In het principaal en incidenteel appel
3.1.1.
Partijen zijn op 22 maart 1991 te [plaats] gehuwd in gemeenschap van goederen.
3.1.2.
Uit het huwelijk van partijen zijn geboren:
- [jongmeerderjarige] (hierna: [jongmeerderjarige] ), op [geboortedatum] 1997 te [geboorteplaats]
- [minderjarige 1] (hierna: [minderjarige 1] ), op [geboortedatum] 2000 te [geboorteplaats] ;
- [minderjarige 2] (hierna: [minderjarige 2] ), op [geboortedatum] 2003 te [geboorteplaats] .
[jongmeerderjarige] woont bij de vrouw. [minderjarige 1] en [minderjarige 2] hebben het hoofdverblijf bij de vrouw
.
3.2.1.
Op 29 maart 2013 heeft de vrouw een verzoek tot echtscheiding ingediend.
3.2.2.
Bij (deel)beschikking van 25 februari 2014 heeft de rechtbank Oost-Brabant daarop de echtscheiding uitgesproken, welke beschikking op 3 november 2014 is ingeschreven in de registers van de burgerlijke stand.
3.2.3.
Bij de echtscheidingsbeschikking heeft de rechtbank voorts, voor zover thans van belang, bepaald:
  • dat de vrouw met ingang van 29 maart 2013 als redelijke gebruiksvergoeding een bedrag van € 197,50 per maand aan de man is verschuldigd;
  • dat de man € 17,- per kind per maand dient te betalen aan de vrouw als bijdrage in de kosten van verzorging en opvoeding van de kinderen, met ingang van de dag van inschrijving van de beschikking tot echtscheiding in de registers van de burgerlijke stand, telkens bij vooruitbetaling te voldoen;
  • dat de man geen bijdrage dient te betalen aan de vrouw als uitkering tot levensonderhoud met ingang van de dag van inschrijving van de beschikking tot echtscheiding in de registers van de burgerlijke stand;
  • dat de verzoeken van partijen met betrekking tot de verdeling van de huwelijksgemeenschap PRO FORMA worden aangehouden tot 18 maart 2014 voor uitlating door de man of hij bewijs wil leveren door het overleggen van bewijsstukken, door het horen van getuigen of door een ander bewijsmiddel;
  • dat het meer of anders verzochte wordt afgewezen.

Schriftelijke opdracht A =>
Noem elke volledige datum met dag, maand en jaar die in het fragment staat. Noem elke datum één keer en volg de volgorde waarin ze voorkomen.

Aangeleverde gegevens =>
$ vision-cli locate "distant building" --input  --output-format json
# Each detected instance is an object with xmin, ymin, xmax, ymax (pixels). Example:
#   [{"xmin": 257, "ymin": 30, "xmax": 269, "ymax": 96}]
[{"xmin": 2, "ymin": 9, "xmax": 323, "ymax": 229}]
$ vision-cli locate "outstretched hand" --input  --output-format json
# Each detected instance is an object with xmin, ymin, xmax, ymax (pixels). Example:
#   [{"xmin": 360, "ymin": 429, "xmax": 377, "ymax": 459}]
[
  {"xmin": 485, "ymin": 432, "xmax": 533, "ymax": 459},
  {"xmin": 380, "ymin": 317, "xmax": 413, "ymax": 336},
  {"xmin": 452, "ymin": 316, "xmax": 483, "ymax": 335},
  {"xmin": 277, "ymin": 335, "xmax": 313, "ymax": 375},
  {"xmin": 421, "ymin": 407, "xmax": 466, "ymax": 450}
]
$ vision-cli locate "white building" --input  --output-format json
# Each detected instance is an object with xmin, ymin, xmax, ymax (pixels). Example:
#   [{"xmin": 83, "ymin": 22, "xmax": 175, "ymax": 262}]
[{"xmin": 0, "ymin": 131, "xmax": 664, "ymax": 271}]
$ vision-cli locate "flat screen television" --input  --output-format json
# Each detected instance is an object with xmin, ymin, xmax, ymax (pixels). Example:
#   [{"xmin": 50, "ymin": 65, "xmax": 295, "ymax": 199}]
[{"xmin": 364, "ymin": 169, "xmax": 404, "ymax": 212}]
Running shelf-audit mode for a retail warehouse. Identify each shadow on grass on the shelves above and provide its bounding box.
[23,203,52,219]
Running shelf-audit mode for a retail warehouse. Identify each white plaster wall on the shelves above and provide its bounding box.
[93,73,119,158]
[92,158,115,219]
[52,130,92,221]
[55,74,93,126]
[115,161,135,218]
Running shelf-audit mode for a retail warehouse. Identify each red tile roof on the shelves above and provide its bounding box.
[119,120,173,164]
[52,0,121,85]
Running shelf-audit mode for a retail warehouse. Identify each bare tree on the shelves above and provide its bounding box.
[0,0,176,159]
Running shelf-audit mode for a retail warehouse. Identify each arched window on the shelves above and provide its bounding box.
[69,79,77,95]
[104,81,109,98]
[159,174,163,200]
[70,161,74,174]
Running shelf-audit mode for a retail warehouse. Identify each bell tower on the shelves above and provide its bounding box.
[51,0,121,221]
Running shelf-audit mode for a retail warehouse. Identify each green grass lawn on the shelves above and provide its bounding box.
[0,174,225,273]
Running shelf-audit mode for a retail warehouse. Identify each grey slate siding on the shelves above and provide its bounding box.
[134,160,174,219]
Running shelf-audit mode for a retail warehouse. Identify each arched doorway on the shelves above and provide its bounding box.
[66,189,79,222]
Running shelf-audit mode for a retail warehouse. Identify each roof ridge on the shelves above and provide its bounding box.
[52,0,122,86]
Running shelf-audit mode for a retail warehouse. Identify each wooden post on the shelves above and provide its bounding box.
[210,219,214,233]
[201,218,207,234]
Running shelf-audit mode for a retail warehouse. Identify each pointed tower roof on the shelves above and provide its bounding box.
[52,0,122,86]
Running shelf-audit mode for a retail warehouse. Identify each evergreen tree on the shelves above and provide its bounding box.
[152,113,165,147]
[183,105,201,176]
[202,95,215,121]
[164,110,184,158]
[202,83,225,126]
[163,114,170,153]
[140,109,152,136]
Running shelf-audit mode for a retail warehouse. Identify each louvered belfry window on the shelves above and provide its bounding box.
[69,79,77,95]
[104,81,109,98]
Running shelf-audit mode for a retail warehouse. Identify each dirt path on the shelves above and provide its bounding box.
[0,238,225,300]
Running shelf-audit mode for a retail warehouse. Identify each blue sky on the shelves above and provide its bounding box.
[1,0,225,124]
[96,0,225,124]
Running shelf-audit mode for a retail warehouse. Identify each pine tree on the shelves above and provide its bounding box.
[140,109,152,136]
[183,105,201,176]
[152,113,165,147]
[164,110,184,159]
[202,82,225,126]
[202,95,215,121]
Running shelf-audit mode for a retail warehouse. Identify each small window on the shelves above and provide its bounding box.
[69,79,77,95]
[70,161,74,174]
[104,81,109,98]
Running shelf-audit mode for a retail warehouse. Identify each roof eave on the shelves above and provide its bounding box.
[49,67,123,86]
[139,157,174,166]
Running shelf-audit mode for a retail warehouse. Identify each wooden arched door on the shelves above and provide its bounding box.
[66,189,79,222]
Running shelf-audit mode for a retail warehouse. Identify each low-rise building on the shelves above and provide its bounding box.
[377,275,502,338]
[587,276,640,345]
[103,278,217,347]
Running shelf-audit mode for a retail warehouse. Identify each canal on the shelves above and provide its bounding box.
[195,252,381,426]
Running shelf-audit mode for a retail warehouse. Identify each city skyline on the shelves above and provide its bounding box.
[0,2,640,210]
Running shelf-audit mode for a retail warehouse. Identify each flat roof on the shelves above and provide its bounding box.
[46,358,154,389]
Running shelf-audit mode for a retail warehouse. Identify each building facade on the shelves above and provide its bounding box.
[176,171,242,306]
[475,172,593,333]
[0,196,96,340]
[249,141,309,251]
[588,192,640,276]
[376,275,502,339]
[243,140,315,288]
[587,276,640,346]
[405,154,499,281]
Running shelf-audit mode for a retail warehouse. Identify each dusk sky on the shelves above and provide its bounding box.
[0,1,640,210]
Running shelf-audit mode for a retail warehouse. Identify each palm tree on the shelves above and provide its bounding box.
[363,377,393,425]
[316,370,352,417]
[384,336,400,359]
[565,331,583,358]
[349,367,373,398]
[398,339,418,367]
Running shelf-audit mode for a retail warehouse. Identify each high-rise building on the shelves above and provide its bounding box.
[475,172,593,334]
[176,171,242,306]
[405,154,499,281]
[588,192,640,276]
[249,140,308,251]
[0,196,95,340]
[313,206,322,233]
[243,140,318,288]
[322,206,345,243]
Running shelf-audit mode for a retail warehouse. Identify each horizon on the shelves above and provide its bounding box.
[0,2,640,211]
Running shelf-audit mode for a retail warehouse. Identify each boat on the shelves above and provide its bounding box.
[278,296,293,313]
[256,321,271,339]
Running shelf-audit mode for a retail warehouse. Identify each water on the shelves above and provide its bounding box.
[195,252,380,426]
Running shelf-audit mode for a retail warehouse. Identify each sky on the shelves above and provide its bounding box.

Schriftelijke opdracht B =>
Zet in de lijst hierboven de regels vanaf de regel met "each roof ridge" tot en met de regel met "[201,218,207,234]" om naar een JSON-lijst van strings, met één string per regel en zonder lege regels.

Schriftelijk antwoord A =>
22 maart 1991, 29 maart 2013, 25 februari 2014, 3 november 2014, 18 maart 2014

Schriftelijk antwoord B =>
[
  "Running shelf-audit mode for a retail warehouse. Identify each roof ridge on the shelves above and provide its bounding box.",
  "[52,0,122,86]",
  "Running shelf-audit mode for a retail warehouse. Identify each wooden post on the shelves above and provide its bounding box.",
  "[210,219,214,233]",
  "[201,218,207,234]"
]